▶ [ACTIVITY]
Both ends included, set down the lines from the line containing "the white paddleboard." through the last line of the records below, without pictures.

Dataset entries
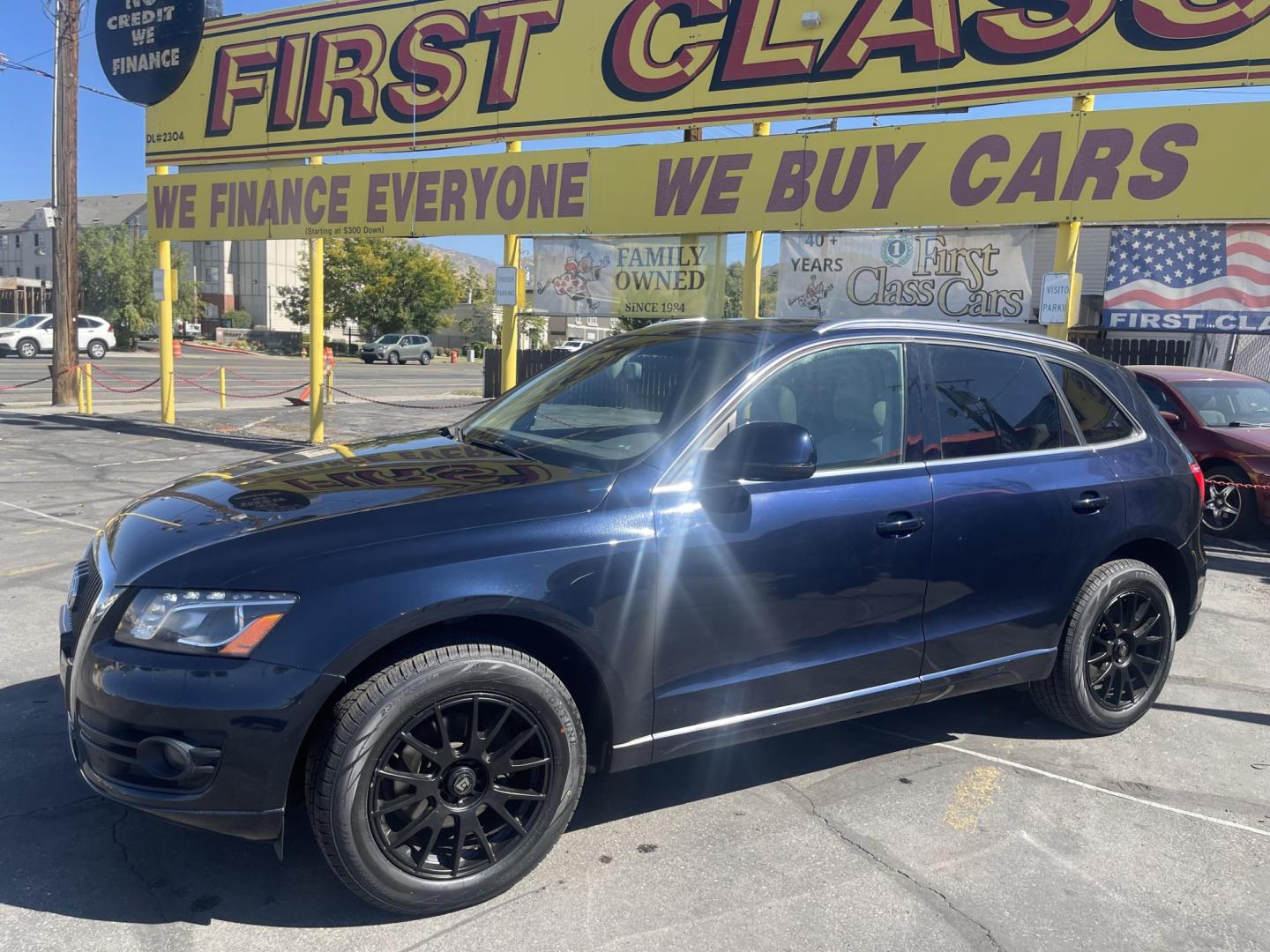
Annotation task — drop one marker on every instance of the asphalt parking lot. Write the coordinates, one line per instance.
(966, 824)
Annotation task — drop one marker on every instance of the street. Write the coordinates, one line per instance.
(248, 377)
(973, 822)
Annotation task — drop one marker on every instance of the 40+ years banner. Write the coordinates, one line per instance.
(964, 276)
(669, 276)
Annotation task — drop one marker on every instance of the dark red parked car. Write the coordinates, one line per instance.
(1224, 420)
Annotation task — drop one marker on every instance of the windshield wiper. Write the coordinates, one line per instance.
(498, 446)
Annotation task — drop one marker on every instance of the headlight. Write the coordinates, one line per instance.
(228, 623)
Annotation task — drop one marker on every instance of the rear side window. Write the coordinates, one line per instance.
(992, 403)
(1096, 414)
(1159, 397)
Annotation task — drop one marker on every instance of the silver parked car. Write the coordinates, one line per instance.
(399, 348)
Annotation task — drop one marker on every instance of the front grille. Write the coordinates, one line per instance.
(86, 594)
(84, 591)
(127, 755)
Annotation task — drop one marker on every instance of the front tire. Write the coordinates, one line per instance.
(1116, 651)
(444, 778)
(1229, 512)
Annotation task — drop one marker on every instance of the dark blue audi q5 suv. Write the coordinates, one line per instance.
(684, 537)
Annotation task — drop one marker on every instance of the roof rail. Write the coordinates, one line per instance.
(977, 329)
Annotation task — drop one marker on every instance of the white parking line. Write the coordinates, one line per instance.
(46, 516)
(1074, 782)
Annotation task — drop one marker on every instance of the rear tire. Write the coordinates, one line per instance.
(1229, 512)
(407, 788)
(1116, 651)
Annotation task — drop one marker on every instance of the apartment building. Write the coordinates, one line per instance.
(244, 276)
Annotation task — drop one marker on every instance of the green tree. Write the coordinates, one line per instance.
(116, 268)
(735, 288)
(381, 286)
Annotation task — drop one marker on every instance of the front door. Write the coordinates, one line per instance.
(1024, 509)
(790, 603)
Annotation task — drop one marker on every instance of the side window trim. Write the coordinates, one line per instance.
(1138, 432)
(935, 450)
(675, 479)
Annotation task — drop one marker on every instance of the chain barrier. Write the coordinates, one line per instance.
(263, 383)
(103, 385)
(409, 406)
(28, 383)
(240, 397)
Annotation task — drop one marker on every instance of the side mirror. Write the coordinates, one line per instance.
(765, 452)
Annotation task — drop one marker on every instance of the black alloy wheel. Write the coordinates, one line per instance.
(461, 787)
(1125, 651)
(1116, 651)
(1229, 510)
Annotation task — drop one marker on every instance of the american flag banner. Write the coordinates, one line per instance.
(1189, 277)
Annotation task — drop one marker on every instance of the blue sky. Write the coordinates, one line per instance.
(112, 131)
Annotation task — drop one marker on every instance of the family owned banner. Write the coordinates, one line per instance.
(966, 276)
(660, 277)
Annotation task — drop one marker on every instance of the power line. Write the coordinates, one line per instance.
(8, 63)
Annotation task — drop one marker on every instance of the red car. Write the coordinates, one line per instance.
(1224, 420)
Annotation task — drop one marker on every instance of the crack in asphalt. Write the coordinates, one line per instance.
(894, 870)
(146, 883)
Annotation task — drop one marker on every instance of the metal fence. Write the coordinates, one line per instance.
(528, 363)
(1243, 353)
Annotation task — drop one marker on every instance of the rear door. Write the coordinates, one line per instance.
(788, 603)
(1024, 509)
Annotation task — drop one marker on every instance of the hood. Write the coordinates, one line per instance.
(1254, 441)
(343, 496)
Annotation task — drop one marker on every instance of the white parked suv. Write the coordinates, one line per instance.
(34, 335)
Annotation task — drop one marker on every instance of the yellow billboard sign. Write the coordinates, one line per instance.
(1201, 163)
(383, 75)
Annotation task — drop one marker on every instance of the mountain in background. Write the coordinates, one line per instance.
(462, 260)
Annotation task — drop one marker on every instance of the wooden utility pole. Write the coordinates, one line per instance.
(66, 202)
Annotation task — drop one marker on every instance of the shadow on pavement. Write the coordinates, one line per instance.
(138, 428)
(70, 852)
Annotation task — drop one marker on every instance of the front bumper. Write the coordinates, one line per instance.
(202, 741)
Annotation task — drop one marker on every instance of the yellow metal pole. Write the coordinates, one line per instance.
(753, 271)
(317, 335)
(511, 339)
(1065, 248)
(167, 381)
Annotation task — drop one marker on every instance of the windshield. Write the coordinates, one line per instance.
(1229, 403)
(615, 401)
(31, 320)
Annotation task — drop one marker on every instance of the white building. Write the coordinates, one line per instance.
(243, 276)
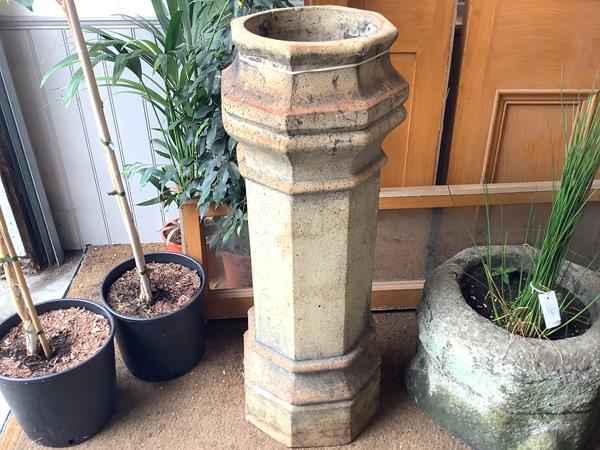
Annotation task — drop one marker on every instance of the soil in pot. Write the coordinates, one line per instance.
(173, 287)
(474, 288)
(74, 335)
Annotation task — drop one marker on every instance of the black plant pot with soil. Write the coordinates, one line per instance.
(163, 347)
(69, 407)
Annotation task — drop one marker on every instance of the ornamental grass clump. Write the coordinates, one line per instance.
(521, 312)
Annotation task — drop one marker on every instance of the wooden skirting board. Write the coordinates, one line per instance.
(229, 303)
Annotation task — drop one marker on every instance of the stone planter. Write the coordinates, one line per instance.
(494, 390)
(310, 97)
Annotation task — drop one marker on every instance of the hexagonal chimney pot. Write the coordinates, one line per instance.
(310, 97)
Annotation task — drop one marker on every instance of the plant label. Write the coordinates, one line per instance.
(550, 308)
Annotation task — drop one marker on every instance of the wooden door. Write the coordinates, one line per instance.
(422, 55)
(521, 60)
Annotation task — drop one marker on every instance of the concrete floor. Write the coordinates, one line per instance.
(49, 284)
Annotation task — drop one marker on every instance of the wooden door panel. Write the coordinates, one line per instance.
(521, 66)
(422, 55)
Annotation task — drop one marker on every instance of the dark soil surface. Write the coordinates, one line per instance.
(475, 290)
(74, 335)
(173, 286)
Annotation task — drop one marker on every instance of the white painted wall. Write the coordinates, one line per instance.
(13, 231)
(65, 140)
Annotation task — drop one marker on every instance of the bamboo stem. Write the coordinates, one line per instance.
(21, 295)
(109, 153)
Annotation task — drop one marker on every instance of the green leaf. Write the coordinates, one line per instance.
(71, 89)
(66, 62)
(173, 31)
(161, 14)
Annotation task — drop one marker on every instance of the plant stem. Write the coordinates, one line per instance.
(20, 295)
(109, 153)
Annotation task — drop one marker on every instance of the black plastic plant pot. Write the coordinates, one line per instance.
(163, 347)
(69, 407)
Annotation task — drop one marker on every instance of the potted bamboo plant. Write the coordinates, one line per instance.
(178, 73)
(508, 353)
(154, 298)
(56, 359)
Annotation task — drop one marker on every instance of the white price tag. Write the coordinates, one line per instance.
(550, 309)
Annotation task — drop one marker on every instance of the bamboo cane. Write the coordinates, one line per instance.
(20, 294)
(109, 153)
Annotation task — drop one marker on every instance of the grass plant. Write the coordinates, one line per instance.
(542, 267)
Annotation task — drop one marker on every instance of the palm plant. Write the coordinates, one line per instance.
(521, 312)
(177, 72)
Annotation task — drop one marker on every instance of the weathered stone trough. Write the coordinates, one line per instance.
(310, 97)
(495, 390)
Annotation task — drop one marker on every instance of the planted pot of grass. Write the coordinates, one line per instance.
(57, 361)
(508, 353)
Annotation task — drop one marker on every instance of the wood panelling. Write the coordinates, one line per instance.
(422, 55)
(518, 55)
(472, 195)
(226, 303)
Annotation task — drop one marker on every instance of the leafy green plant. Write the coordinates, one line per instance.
(177, 71)
(520, 312)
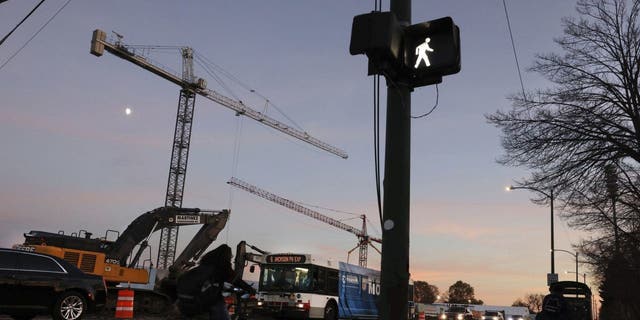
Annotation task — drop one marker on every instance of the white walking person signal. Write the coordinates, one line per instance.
(421, 52)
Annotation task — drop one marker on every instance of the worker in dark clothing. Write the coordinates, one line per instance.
(200, 289)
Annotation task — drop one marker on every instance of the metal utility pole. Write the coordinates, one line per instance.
(409, 56)
(395, 212)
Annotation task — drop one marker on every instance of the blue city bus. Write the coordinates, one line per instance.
(301, 286)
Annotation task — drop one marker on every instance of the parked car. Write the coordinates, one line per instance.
(457, 313)
(33, 283)
(492, 315)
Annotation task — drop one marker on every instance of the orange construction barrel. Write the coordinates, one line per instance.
(124, 305)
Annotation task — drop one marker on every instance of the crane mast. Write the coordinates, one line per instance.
(179, 160)
(190, 87)
(364, 240)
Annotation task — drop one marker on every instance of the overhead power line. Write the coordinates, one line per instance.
(20, 23)
(35, 34)
(513, 45)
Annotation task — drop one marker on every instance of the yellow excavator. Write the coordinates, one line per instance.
(116, 262)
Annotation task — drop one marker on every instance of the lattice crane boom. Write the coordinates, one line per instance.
(190, 87)
(199, 86)
(364, 240)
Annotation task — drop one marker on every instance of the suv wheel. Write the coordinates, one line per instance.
(70, 305)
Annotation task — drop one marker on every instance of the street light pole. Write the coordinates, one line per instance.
(550, 196)
(584, 276)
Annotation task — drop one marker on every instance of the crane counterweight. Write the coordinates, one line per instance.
(190, 87)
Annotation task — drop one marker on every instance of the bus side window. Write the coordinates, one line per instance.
(321, 285)
(332, 282)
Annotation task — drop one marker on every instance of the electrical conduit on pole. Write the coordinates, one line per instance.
(395, 234)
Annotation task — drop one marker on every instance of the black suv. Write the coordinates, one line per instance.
(33, 283)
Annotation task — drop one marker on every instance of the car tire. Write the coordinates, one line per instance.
(331, 311)
(70, 305)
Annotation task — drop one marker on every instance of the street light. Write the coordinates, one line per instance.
(584, 276)
(576, 256)
(550, 196)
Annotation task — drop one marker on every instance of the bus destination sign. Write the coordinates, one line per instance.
(286, 258)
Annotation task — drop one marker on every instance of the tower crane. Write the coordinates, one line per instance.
(364, 240)
(190, 87)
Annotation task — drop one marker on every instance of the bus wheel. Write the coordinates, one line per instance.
(331, 311)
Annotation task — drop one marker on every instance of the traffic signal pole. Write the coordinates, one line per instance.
(395, 235)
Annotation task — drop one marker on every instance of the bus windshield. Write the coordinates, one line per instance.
(286, 278)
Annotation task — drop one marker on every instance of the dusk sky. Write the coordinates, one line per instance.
(73, 160)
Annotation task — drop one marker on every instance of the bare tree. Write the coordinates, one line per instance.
(581, 136)
(588, 120)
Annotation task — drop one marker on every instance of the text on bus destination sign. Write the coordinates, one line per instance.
(286, 258)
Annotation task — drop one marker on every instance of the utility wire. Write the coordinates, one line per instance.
(513, 45)
(20, 23)
(35, 34)
(376, 141)
(376, 128)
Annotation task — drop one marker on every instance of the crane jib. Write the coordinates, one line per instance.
(99, 44)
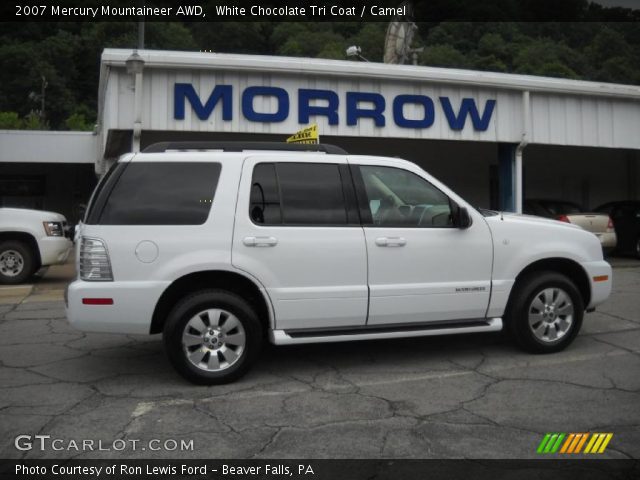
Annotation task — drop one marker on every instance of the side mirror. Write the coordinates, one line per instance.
(462, 219)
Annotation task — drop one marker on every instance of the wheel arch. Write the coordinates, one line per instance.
(570, 268)
(27, 239)
(222, 279)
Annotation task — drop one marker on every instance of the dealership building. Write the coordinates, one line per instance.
(494, 138)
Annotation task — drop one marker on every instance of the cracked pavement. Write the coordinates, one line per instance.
(468, 396)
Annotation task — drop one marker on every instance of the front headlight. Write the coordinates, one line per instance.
(53, 229)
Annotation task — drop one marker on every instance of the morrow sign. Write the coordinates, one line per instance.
(313, 103)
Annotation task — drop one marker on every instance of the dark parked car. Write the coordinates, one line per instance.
(626, 220)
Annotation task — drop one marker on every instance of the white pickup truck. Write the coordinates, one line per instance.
(29, 240)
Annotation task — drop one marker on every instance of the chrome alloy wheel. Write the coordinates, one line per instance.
(11, 263)
(213, 340)
(550, 314)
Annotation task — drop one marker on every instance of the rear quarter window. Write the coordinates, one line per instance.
(162, 193)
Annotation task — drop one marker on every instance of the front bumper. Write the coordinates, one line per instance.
(131, 311)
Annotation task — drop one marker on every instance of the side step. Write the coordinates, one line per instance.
(294, 337)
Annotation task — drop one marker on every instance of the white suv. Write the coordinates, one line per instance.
(219, 246)
(29, 240)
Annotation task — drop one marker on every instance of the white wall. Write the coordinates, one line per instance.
(32, 146)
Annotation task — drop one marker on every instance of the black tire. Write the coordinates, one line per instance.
(232, 308)
(17, 262)
(531, 289)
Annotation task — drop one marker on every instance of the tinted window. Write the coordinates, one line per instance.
(399, 198)
(99, 195)
(264, 205)
(176, 193)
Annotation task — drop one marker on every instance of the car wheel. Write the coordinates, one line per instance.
(545, 312)
(17, 262)
(212, 337)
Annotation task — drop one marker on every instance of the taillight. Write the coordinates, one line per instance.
(95, 265)
(610, 226)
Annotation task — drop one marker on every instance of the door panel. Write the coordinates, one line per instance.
(314, 270)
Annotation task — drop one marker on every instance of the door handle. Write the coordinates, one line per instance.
(260, 241)
(391, 241)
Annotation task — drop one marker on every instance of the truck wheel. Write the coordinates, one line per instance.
(212, 337)
(17, 262)
(545, 312)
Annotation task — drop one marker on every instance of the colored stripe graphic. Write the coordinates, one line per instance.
(568, 442)
(572, 443)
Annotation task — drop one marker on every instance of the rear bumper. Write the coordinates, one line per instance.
(600, 281)
(54, 250)
(131, 310)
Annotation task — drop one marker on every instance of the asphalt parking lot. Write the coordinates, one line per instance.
(473, 396)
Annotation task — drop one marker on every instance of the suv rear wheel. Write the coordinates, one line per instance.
(17, 262)
(545, 313)
(212, 337)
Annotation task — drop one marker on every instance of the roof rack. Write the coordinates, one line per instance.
(242, 146)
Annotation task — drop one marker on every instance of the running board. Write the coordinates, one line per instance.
(294, 337)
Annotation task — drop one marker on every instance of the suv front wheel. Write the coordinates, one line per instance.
(212, 337)
(545, 313)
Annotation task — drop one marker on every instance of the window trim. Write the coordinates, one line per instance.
(348, 194)
(365, 210)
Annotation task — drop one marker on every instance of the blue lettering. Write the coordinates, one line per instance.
(182, 91)
(468, 107)
(247, 104)
(398, 114)
(305, 110)
(354, 112)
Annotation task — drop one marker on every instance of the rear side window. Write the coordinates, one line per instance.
(171, 193)
(297, 194)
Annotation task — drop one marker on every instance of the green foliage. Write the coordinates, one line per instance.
(31, 121)
(443, 56)
(64, 58)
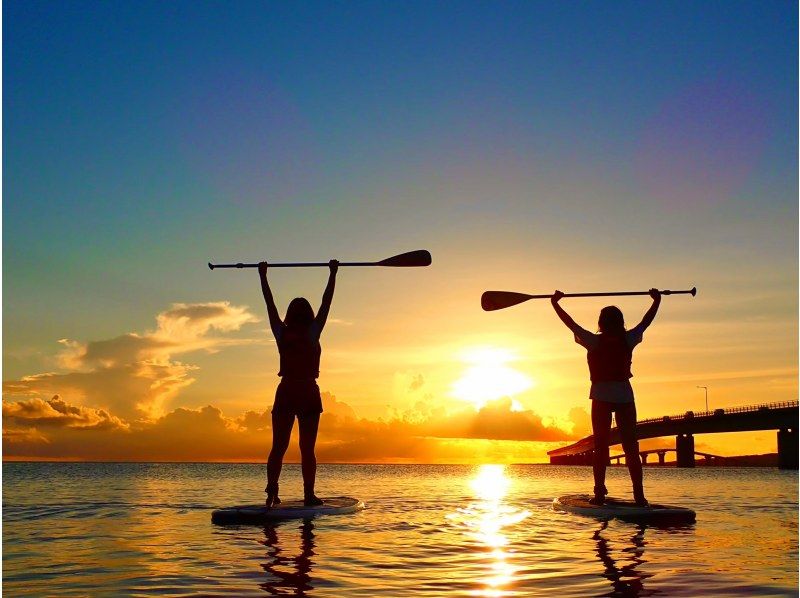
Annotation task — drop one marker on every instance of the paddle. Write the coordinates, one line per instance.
(493, 300)
(412, 259)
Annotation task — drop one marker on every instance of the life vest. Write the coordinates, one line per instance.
(611, 360)
(300, 353)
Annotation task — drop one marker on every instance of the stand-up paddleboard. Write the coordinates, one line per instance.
(626, 510)
(290, 509)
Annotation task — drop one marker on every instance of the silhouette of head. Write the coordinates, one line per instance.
(299, 313)
(611, 321)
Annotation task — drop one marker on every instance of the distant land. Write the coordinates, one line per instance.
(766, 460)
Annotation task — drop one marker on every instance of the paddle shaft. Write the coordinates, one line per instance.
(618, 294)
(293, 265)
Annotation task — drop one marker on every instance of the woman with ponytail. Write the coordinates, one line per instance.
(298, 394)
(609, 354)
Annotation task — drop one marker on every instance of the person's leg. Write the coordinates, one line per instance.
(309, 425)
(282, 423)
(601, 428)
(626, 422)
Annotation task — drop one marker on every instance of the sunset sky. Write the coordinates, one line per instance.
(529, 146)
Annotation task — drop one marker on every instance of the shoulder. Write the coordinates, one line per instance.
(634, 336)
(585, 338)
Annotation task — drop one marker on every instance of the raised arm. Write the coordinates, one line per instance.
(327, 296)
(275, 321)
(651, 313)
(565, 317)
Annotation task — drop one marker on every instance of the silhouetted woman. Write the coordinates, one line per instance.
(609, 354)
(298, 394)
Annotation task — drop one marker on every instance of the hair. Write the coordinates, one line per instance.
(299, 314)
(611, 321)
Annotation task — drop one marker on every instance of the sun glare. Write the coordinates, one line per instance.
(488, 377)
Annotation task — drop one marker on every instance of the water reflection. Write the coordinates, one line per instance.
(289, 573)
(485, 520)
(625, 579)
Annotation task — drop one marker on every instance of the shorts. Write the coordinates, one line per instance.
(297, 397)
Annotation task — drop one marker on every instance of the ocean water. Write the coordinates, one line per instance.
(145, 529)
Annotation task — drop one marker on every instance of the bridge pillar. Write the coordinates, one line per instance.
(787, 449)
(684, 448)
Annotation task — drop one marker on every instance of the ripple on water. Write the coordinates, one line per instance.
(428, 530)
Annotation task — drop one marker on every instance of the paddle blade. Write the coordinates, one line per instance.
(493, 300)
(408, 260)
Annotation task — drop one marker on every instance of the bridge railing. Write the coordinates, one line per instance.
(743, 409)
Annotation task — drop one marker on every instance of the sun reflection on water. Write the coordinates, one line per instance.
(485, 520)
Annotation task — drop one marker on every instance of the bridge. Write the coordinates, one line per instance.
(782, 417)
(662, 454)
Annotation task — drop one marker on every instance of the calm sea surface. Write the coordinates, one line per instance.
(111, 529)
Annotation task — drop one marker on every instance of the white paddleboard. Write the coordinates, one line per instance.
(290, 509)
(619, 508)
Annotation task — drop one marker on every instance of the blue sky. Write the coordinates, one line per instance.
(528, 145)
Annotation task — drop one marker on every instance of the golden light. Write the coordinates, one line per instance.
(488, 377)
(485, 519)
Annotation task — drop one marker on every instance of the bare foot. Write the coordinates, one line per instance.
(312, 501)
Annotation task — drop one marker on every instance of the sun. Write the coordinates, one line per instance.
(488, 377)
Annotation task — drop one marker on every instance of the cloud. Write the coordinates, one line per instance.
(135, 375)
(495, 421)
(56, 413)
(54, 429)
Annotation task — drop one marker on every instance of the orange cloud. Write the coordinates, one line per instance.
(135, 375)
(56, 413)
(55, 430)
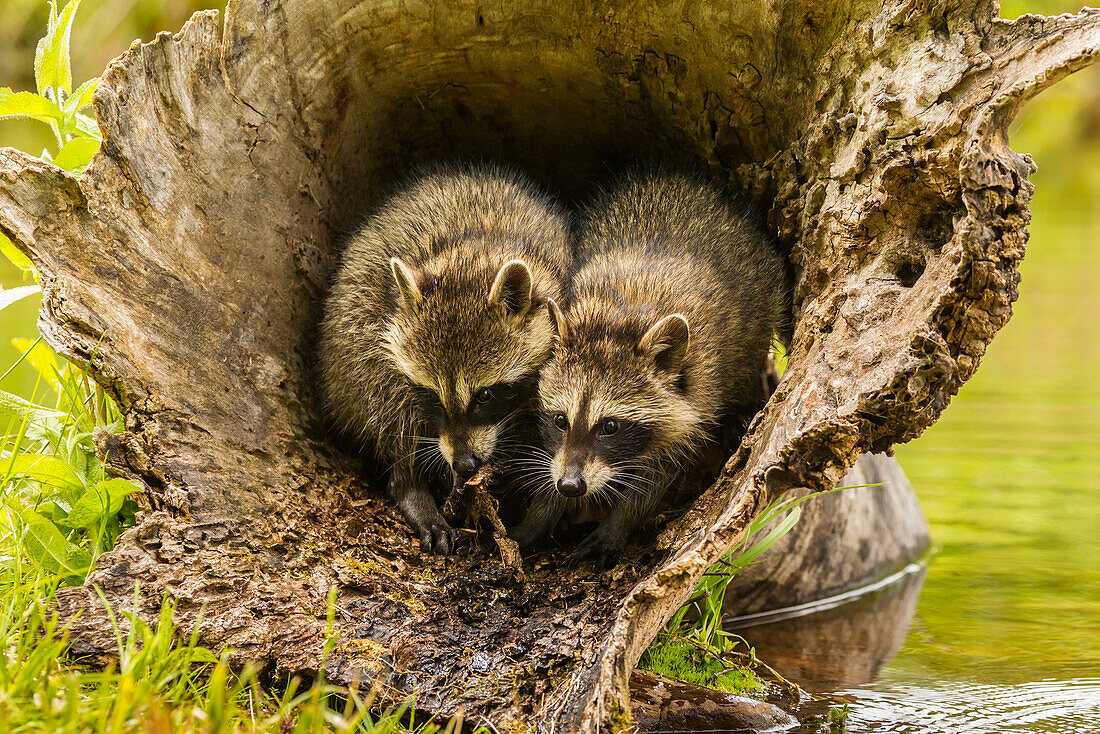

▶ [SOLUTION TO THIS EXERCISE]
Annotation task — drop one marker on every instance of the white paddleboard. Write the coordinates, one line per instance.
(290, 509)
(619, 508)
Annotation task — drop one marker on every instance of the blue sky. Write the coordinates, one line per instance.
(528, 145)
Annotation task — drop one marker on every instance of the golden light. Write the coordinates, one line per instance.
(488, 377)
(485, 519)
Annotation task — drop one marker on every instance of the bare foot. Write the coordinates, one line per instance.
(312, 501)
Annotation task — drop one marker on every instance of the sun. Write the coordinates, one line per instance.
(488, 377)
Annotation task — drop one marker on every instance of the cloud. Write the coordinates, one line per instance.
(135, 375)
(495, 421)
(56, 413)
(54, 429)
Annotation task — drop one marker on every instance of the orange cloud. Write the coordinates, one line per instance.
(135, 375)
(56, 413)
(55, 430)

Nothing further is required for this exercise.